WHAT IS NEEDED: All of the data below should come back exactly as written, minus its images.

*** Opening RECORDS TO USE ***

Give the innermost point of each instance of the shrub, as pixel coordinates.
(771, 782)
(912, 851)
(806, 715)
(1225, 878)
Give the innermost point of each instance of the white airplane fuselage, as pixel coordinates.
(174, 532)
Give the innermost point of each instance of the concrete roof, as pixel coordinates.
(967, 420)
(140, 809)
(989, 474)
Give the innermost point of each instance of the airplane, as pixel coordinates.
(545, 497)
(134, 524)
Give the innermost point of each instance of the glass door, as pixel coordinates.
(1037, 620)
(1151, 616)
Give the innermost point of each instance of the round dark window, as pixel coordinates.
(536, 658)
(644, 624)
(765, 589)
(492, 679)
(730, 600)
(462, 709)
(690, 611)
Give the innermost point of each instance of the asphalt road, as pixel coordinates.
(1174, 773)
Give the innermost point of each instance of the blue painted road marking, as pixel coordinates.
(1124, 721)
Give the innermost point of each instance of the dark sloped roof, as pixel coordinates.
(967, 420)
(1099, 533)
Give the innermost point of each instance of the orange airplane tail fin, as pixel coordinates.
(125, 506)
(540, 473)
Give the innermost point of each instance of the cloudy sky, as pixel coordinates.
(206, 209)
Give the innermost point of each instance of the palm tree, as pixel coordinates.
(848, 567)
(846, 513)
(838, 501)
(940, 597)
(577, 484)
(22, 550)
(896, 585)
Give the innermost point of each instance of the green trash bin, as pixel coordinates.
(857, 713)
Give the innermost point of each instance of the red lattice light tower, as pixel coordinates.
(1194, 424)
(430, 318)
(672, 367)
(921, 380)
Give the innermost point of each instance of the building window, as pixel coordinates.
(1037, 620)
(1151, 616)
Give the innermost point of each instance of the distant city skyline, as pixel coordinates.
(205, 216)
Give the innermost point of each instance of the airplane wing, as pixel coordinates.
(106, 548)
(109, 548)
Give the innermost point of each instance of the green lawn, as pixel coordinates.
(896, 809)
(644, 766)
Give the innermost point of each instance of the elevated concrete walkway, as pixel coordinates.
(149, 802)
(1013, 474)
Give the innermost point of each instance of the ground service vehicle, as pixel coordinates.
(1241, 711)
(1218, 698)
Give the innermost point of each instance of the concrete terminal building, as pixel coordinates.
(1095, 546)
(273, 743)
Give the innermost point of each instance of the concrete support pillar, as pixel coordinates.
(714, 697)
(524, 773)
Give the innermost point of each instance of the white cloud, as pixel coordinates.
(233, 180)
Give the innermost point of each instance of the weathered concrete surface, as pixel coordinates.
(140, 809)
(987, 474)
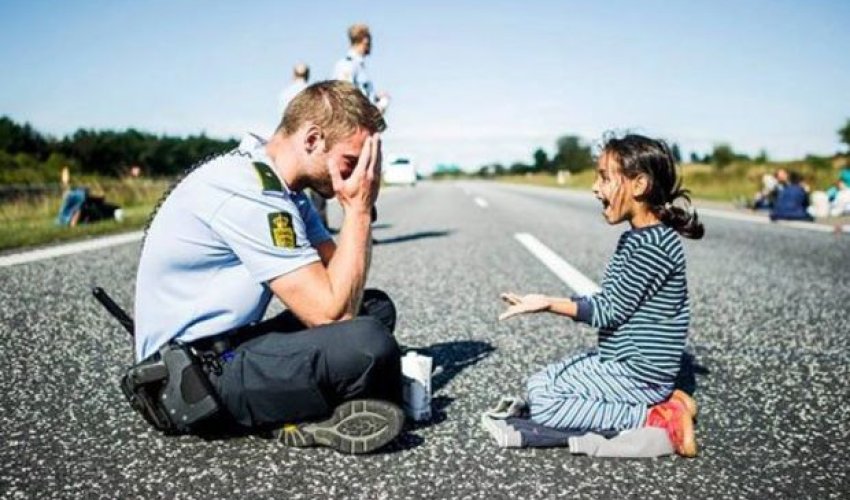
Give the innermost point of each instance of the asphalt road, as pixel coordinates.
(769, 345)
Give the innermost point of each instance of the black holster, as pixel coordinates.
(171, 389)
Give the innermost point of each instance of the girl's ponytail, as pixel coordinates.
(681, 216)
(639, 155)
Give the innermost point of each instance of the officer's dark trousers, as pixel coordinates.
(283, 372)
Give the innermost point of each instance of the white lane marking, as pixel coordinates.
(574, 279)
(762, 219)
(70, 248)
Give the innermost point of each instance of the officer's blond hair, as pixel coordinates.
(357, 32)
(337, 107)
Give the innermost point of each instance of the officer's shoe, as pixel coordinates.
(357, 426)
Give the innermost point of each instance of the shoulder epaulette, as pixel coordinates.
(268, 179)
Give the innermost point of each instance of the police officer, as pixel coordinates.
(352, 68)
(300, 78)
(235, 232)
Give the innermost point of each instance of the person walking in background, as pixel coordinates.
(300, 79)
(792, 201)
(352, 67)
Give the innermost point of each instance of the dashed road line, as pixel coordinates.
(69, 249)
(574, 279)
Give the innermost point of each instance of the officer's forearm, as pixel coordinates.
(349, 265)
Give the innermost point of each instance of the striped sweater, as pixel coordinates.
(642, 311)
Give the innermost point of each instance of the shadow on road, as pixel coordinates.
(383, 225)
(688, 370)
(450, 358)
(411, 237)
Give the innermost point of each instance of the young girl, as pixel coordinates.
(642, 310)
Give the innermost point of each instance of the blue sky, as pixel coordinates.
(472, 82)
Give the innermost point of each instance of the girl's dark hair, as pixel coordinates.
(639, 155)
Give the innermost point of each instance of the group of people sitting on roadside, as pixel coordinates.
(788, 197)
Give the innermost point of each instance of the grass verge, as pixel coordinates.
(29, 221)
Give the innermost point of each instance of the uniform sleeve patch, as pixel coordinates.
(269, 180)
(282, 232)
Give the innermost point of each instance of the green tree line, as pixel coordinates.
(573, 154)
(28, 156)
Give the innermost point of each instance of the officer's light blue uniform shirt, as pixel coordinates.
(214, 245)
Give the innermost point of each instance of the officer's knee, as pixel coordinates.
(373, 338)
(377, 304)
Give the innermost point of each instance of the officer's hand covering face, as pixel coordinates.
(343, 156)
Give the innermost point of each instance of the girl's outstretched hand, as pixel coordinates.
(523, 305)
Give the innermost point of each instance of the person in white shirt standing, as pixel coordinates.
(352, 68)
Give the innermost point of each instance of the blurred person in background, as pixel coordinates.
(352, 67)
(792, 201)
(300, 79)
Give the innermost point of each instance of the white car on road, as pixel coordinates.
(400, 170)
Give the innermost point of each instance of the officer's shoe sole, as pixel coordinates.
(358, 426)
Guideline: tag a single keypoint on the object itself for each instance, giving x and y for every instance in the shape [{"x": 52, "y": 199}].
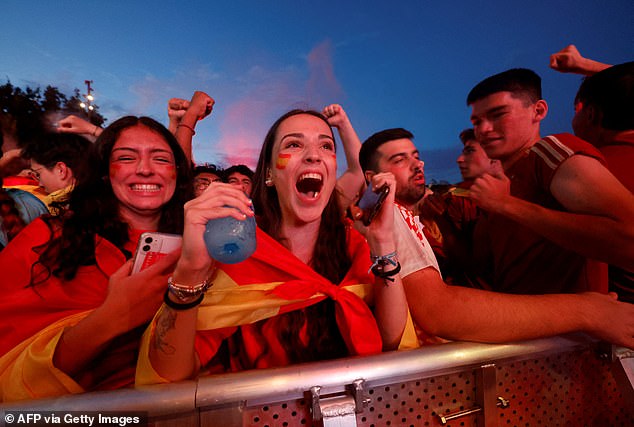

*** Closing RECORDS TO USE ***

FINISHED EXERCISE:
Give the innermost point of each instance of the shrub, as pixel coordinates.
(771, 782)
(912, 851)
(806, 715)
(1225, 878)
Give the innermost point of each instance of the white airplane fuselage, as pixel coordinates.
(174, 532)
Give the innermost point of each instance of the concrete roof, as pixel coordinates.
(967, 420)
(140, 809)
(989, 474)
Give the innermost point of each instance of the airplane, as pixel coordinates.
(545, 497)
(134, 524)
Give the innermost point of each instance of the glass door, as pixel coordinates.
(1037, 620)
(1151, 616)
Give the innermost point of each instance of the round dark window, as pixel coordinates.
(536, 658)
(644, 624)
(765, 589)
(492, 679)
(730, 600)
(462, 709)
(690, 611)
Give the innermost point of each instance of the asphalt road, as pixel coordinates.
(1174, 773)
Give the innermost point of each instance of the blue painted road marking, as pixel coordinates.
(1124, 721)
Give the innermost point of each instance of the dark sloped roof, as pixel coordinates.
(967, 420)
(1099, 533)
Give the innermost point of each instance of the orange airplane tail fin, as pixel coordinates.
(125, 506)
(540, 473)
Give the innermost point of each instance of the cloudy sky, as pixel coordinates.
(206, 209)
Give the innermost point of each instance of the palm tree, as pixel coordinates.
(848, 567)
(846, 513)
(838, 501)
(940, 597)
(577, 484)
(22, 550)
(896, 585)
Give the innermost point of each instance of the green trash bin, as pixel coordinates.
(857, 713)
Give the innermost point of each instance of the red lattice light tower, as pixel coordinates.
(1194, 424)
(430, 318)
(672, 367)
(921, 380)
Give the innermost point of each instance of the building window, as pixel coordinates.
(1037, 620)
(1151, 616)
Give the innermost point of each instance of the distant city skyline, as pixel coordinates.
(205, 216)
Give the innermost point of each instance of the airplane wing, as pixel coordinates.
(106, 548)
(109, 548)
Give the innermost point of each instance of the green lawn, as pixel coordinates.
(896, 809)
(644, 766)
Give the innermost point of each instance of the elevated concrete walkway, as pixel coordinates.
(149, 802)
(1013, 474)
Give the innermost point of each instance of the ground service vehicle, as pixel coordinates.
(1241, 711)
(1218, 698)
Give the innermost point of each instance of the concrete terminal building, as pixel coordinates.
(1095, 546)
(273, 743)
Give the innermost point of each instance of the concrete support pillar, as pixel coordinates.
(714, 697)
(524, 773)
Give the innermost point of each instance of the white cloud, as pixel coordinates.
(233, 180)
Give the innermost point of each instance of the weathered concrete surface, as pixel coordinates.
(140, 809)
(987, 474)
Give the innermost point of each instance of the asphalt road, as pixel coordinates.
(769, 345)
Give the innermost point of each instance of the black holster, as pixel coordinates.
(171, 389)
Give the innermost point of each instance of the girl's ponytail, as pixel coordinates.
(681, 216)
(639, 155)
Give the innermost point of each instance of the officer's dark trousers, as pixel coordinates.
(283, 372)
Give the innermost point of each instance of the white lane marking, as pixel coordinates.
(574, 279)
(762, 219)
(70, 248)
Give the innermost point of each instance of the officer's blond hair, as pixel coordinates.
(357, 32)
(337, 107)
Give the innermost point of each instance of the officer's shoe, as pixel coordinates.
(357, 426)
Give the innermost point of each instance of the shoulder epaulette, as pixel coordinates.
(268, 179)
Give the innermost point of each instance of the police officer, as pixel coordinates.
(352, 68)
(300, 78)
(235, 232)
Give the innermost point of each instance of the person walking in background, as pixel coordinates.
(300, 79)
(792, 201)
(352, 67)
Give the innermost point of each instance of the dashed road line, as pixel coordinates.
(69, 249)
(574, 279)
Give the innermost point of each instance of the officer's forearm, as pixel coordinates.
(349, 265)
Give the innermost point of each instance of the striped sweater, as pixel coordinates.
(642, 311)
Give the innermost point of each instance of the shadow on road, as pixel coordinates.
(383, 225)
(688, 370)
(450, 358)
(411, 237)
Give the innermost point of each instance of the young girl, as pixel coordinates.
(642, 310)
Give the innermost point of each instance of the blue sky, as pixel coordinates.
(472, 82)
Give the innermost point of each instance of the girl's dark hair, as pixel coordinates.
(639, 155)
Give the innermost point of each instance of the group of people sitting on roadside, as pixel coordinates.
(788, 197)
Give the innermost point of each instance of the grass verge, as pixel coordinates.
(29, 221)
Give the innermost point of each instance of the uniform sleeve patch, as pixel coordinates.
(269, 180)
(282, 232)
Give the innermost point of each instance of the green tree line, as pixel coordinates.
(573, 154)
(28, 156)
Give the innermost point of each instance of the officer's light blue uniform shirt, as pixel coordinates.
(214, 245)
Give the innermost point of each instance of the officer's knee, as pixel coordinates.
(373, 338)
(377, 304)
Give the innermost point of each instance of the officer's hand covering face, as pixel coordinates.
(343, 156)
Give the innermost point of each instance of the girl's outstretched hand, as pixel coordinates.
(523, 305)
Give the innermost point of each instance of the person in white shirt standing, as pixel coordinates.
(352, 68)
Give the innermost point of each instance of the blurred person in background, as pixel coordinates.
(352, 67)
(792, 201)
(300, 79)
Give the innermost point of each instance of the white car on road, as pixel coordinates.
(400, 170)
Give the innermost point of each instance of the officer's shoe sole, as pixel coordinates.
(358, 426)
Guideline: tag a single keypoint on the object itself for each instance, giving x and y for every instance in the shape [{"x": 52, "y": 199}].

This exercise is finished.